→ **Records supplied**
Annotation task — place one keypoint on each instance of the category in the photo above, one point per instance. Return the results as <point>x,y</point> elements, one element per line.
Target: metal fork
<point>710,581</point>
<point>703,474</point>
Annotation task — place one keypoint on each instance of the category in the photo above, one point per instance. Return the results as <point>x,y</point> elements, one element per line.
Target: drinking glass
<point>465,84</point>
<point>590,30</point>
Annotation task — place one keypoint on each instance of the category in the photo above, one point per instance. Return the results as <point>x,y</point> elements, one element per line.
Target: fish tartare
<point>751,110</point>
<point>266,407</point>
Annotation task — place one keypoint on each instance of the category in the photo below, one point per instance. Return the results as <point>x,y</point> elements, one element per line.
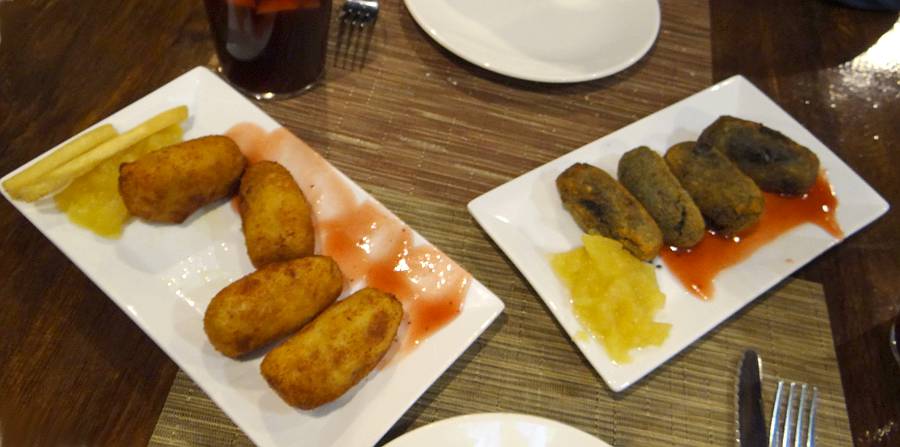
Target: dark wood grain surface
<point>837,71</point>
<point>75,370</point>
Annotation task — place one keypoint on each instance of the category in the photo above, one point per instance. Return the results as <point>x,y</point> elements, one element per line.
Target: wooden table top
<point>75,370</point>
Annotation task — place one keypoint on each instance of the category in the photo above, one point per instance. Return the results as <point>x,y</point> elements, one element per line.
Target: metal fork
<point>790,430</point>
<point>359,12</point>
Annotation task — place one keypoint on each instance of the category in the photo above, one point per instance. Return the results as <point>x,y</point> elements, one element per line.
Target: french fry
<point>82,164</point>
<point>83,143</point>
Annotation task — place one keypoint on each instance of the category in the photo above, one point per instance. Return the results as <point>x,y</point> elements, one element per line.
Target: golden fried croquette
<point>168,185</point>
<point>729,200</point>
<point>277,218</point>
<point>775,162</point>
<point>600,205</point>
<point>335,351</point>
<point>271,303</point>
<point>645,174</point>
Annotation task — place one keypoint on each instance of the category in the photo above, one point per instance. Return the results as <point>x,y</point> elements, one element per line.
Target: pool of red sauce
<point>696,267</point>
<point>371,246</point>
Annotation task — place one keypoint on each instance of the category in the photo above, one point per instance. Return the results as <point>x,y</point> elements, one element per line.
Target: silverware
<point>359,12</point>
<point>751,421</point>
<point>790,430</point>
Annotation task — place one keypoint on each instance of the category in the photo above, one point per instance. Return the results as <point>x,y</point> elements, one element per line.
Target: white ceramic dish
<point>543,40</point>
<point>497,430</point>
<point>163,276</point>
<point>526,219</point>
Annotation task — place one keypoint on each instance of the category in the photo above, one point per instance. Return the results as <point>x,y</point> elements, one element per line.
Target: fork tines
<point>359,12</point>
<point>794,422</point>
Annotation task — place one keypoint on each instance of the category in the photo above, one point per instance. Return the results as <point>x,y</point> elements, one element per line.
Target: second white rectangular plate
<point>526,219</point>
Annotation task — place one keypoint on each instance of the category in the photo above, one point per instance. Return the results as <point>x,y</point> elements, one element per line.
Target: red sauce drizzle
<point>697,266</point>
<point>371,245</point>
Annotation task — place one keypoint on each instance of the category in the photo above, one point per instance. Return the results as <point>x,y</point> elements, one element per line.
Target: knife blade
<point>751,421</point>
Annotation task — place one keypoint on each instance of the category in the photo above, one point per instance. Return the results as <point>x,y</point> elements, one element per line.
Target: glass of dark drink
<point>270,48</point>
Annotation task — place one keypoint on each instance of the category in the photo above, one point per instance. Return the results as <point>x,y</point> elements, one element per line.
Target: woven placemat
<point>528,365</point>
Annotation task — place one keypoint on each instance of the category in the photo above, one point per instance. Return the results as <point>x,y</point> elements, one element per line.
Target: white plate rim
<point>480,210</point>
<point>424,431</point>
<point>488,307</point>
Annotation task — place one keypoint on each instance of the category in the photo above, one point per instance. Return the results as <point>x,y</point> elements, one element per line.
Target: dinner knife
<point>751,421</point>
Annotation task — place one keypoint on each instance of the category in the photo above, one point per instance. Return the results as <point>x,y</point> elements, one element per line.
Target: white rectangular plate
<point>526,218</point>
<point>163,276</point>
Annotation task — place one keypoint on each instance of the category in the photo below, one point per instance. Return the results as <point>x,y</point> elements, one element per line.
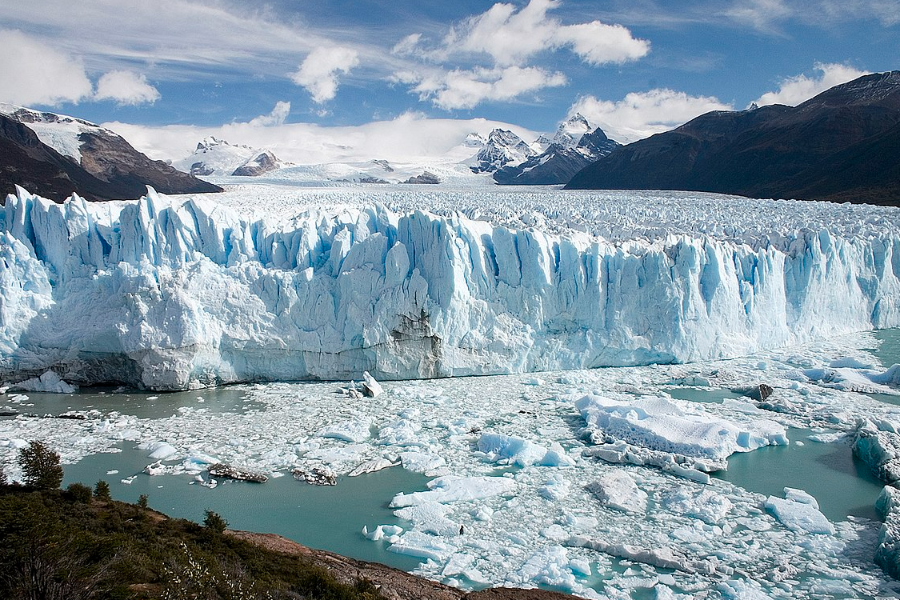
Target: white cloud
<point>511,37</point>
<point>598,43</point>
<point>32,72</point>
<point>318,73</point>
<point>277,117</point>
<point>466,89</point>
<point>126,88</point>
<point>760,14</point>
<point>887,12</point>
<point>410,137</point>
<point>642,114</point>
<point>798,89</point>
<point>407,45</point>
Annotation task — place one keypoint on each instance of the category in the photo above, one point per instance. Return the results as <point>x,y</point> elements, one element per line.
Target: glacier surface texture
<point>175,293</point>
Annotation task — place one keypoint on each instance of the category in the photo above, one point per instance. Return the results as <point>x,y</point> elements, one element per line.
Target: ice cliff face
<point>177,294</point>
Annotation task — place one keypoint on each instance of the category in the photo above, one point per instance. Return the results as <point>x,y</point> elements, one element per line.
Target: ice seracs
<point>174,294</point>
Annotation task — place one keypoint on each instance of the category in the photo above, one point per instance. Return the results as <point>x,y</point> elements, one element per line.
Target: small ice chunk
<point>742,589</point>
<point>799,516</point>
<point>430,518</point>
<point>452,488</point>
<point>351,430</point>
<point>381,532</point>
<point>800,496</point>
<point>658,424</point>
<point>370,466</point>
<point>555,488</point>
<point>618,490</point>
<point>421,462</point>
<point>707,505</point>
<point>371,387</point>
<point>522,452</point>
<point>161,450</point>
<point>422,545</point>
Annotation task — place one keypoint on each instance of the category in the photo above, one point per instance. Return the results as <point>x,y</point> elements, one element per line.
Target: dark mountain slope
<point>110,168</point>
<point>839,146</point>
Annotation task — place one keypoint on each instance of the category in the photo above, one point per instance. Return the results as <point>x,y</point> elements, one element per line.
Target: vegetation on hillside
<point>76,545</point>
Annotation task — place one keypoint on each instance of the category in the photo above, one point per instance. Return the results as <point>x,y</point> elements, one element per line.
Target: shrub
<point>214,522</point>
<point>78,492</point>
<point>101,491</point>
<point>40,466</point>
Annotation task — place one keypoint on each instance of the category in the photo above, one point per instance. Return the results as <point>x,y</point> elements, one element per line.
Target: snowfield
<point>275,282</point>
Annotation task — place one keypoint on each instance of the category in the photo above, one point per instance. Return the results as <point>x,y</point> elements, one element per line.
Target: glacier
<point>171,293</point>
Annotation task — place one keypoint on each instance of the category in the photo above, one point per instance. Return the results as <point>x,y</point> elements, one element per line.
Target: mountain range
<point>55,155</point>
<point>843,145</point>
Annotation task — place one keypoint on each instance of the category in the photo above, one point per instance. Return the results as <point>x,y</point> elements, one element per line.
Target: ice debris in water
<point>656,423</point>
<point>799,511</point>
<point>489,520</point>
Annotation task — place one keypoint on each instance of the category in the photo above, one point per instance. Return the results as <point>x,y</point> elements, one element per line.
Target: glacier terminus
<point>172,293</point>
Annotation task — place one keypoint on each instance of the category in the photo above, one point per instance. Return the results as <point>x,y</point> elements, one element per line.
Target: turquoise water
<point>714,396</point>
<point>326,517</point>
<point>888,351</point>
<point>840,483</point>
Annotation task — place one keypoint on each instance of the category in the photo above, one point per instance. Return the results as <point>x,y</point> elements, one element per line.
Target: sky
<point>167,73</point>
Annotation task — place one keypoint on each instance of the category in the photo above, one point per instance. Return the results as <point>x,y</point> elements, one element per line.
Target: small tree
<point>101,491</point>
<point>214,522</point>
<point>40,466</point>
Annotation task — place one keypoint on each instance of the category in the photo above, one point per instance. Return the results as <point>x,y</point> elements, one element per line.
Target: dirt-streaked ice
<point>174,293</point>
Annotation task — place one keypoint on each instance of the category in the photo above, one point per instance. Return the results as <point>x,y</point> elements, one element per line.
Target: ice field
<point>602,482</point>
<point>274,283</point>
<point>510,464</point>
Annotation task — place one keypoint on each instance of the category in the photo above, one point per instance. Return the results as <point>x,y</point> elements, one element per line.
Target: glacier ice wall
<point>171,294</point>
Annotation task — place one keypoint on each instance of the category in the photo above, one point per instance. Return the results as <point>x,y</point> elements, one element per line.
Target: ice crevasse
<point>170,294</point>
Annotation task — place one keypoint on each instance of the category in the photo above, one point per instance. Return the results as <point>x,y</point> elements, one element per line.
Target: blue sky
<point>632,66</point>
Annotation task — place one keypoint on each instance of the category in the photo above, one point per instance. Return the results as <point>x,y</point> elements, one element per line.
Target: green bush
<point>116,551</point>
<point>101,491</point>
<point>78,492</point>
<point>214,522</point>
<point>40,466</point>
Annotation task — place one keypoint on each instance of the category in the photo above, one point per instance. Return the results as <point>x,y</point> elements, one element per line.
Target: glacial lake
<point>333,517</point>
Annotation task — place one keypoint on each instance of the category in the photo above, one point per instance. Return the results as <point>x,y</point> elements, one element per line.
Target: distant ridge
<point>54,155</point>
<point>842,145</point>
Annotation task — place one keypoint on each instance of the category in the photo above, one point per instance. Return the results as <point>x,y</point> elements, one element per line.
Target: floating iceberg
<point>173,294</point>
<point>656,424</point>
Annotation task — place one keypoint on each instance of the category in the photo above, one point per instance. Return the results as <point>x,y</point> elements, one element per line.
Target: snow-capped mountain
<point>219,158</point>
<point>503,147</point>
<point>573,149</point>
<point>56,155</point>
<point>568,134</point>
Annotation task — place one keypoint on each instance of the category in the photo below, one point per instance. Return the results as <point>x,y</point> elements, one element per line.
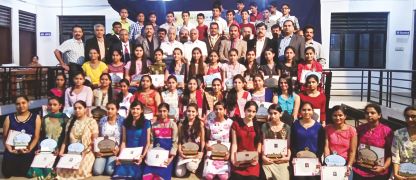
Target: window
<point>86,22</point>
<point>5,35</point>
<point>358,40</point>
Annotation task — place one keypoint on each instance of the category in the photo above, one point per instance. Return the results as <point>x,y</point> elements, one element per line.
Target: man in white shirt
<point>193,43</point>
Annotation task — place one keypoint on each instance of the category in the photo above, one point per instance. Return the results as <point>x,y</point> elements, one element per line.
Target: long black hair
<point>128,122</point>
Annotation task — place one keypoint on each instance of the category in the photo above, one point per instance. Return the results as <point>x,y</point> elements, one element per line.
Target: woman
<point>317,98</point>
<point>165,135</point>
<point>237,97</point>
<point>260,93</point>
<point>137,65</point>
<point>401,151</point>
<point>135,133</point>
<point>288,100</point>
<point>270,68</point>
<point>245,136</point>
<point>214,96</point>
<point>217,131</point>
<point>172,96</point>
<point>94,67</point>
<point>78,91</point>
<point>53,127</point>
<point>16,162</point>
<point>109,126</point>
<point>197,68</point>
<point>80,129</point>
<point>190,130</point>
<point>104,93</point>
<point>147,94</point>
<point>276,129</point>
<point>307,134</point>
<point>341,138</point>
<point>374,133</point>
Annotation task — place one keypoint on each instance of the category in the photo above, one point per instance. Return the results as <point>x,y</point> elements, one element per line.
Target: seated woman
<point>53,127</point>
<point>246,136</point>
<point>104,93</point>
<point>78,92</point>
<point>80,129</point>
<point>94,67</point>
<point>109,126</point>
<point>135,133</point>
<point>374,133</point>
<point>164,134</point>
<point>16,162</point>
<point>190,130</point>
<point>402,138</point>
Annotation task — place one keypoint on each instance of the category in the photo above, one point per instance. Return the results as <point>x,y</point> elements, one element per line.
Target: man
<point>214,39</point>
<point>169,45</point>
<point>274,13</point>
<point>100,43</point>
<point>183,36</point>
<point>286,16</point>
<point>291,39</point>
<point>70,54</point>
<point>170,21</point>
<point>125,22</point>
<point>193,43</point>
<point>260,43</point>
<point>216,17</point>
<point>255,14</point>
<point>136,29</point>
<point>149,42</point>
<point>309,34</point>
<point>233,42</point>
<point>124,45</point>
<point>269,23</point>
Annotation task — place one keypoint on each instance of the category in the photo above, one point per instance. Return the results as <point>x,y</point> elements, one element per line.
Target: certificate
<point>130,154</point>
<point>43,160</point>
<point>158,80</point>
<point>306,166</point>
<point>157,157</point>
<point>275,148</point>
<point>70,161</point>
<point>333,172</point>
<point>209,78</point>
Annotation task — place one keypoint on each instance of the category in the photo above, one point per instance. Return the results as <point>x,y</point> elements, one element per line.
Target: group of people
<point>210,86</point>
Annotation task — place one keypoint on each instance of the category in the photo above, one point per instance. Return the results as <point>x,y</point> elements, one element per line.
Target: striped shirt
<point>73,51</point>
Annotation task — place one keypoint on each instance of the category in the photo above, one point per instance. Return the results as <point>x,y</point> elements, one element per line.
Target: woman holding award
<point>276,134</point>
<point>135,133</point>
<point>404,147</point>
<point>374,147</point>
<point>22,130</point>
<point>246,145</point>
<point>80,129</point>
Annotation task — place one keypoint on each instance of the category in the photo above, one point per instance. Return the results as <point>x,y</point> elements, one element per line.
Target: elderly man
<point>100,43</point>
<point>149,42</point>
<point>70,53</point>
<point>233,43</point>
<point>193,43</point>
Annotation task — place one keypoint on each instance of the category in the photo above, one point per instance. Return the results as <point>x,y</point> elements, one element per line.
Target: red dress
<point>246,142</point>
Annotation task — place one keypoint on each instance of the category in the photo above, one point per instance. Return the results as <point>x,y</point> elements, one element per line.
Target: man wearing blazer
<point>149,42</point>
<point>260,43</point>
<point>100,43</point>
<point>288,38</point>
<point>233,42</point>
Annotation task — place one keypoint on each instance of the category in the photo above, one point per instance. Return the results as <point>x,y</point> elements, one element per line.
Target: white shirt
<point>189,46</point>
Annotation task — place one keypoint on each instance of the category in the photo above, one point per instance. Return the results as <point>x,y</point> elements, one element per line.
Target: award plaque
<point>370,156</point>
<point>190,149</point>
<point>105,145</point>
<point>246,156</point>
<point>275,148</point>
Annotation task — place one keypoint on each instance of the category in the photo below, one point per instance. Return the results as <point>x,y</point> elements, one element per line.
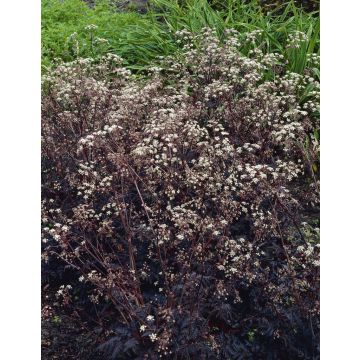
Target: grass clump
<point>180,210</point>
<point>140,38</point>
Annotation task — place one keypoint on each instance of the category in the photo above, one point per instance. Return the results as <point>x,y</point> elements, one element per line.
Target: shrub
<point>68,32</point>
<point>185,202</point>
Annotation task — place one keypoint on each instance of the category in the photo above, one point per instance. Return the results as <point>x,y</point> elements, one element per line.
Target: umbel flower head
<point>182,194</point>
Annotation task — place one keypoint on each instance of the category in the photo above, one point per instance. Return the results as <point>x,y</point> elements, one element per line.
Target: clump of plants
<point>182,207</point>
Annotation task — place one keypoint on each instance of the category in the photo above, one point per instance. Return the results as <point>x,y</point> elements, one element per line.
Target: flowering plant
<point>186,202</point>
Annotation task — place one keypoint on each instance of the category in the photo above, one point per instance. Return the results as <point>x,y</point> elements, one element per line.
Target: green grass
<point>140,38</point>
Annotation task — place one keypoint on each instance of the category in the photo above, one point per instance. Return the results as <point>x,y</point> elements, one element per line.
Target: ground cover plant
<point>180,208</point>
<point>72,29</point>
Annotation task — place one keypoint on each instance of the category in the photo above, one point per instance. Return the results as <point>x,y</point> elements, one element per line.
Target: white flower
<point>150,318</point>
<point>153,337</point>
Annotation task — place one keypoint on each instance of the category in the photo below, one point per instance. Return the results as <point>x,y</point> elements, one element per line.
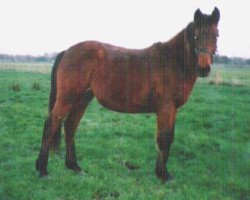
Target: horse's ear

→ **What you need to do**
Can you copy the lines from the start of the entries above through the line holding "<point>703,474</point>", both ends included, without changing anything?

→ **Full solution**
Annotation task — place one keypoint on each instance of the category in the photo above, one point per instance. Return the results as <point>x,y</point> elements, one element per line.
Target: metal fork
<point>710,581</point>
<point>703,474</point>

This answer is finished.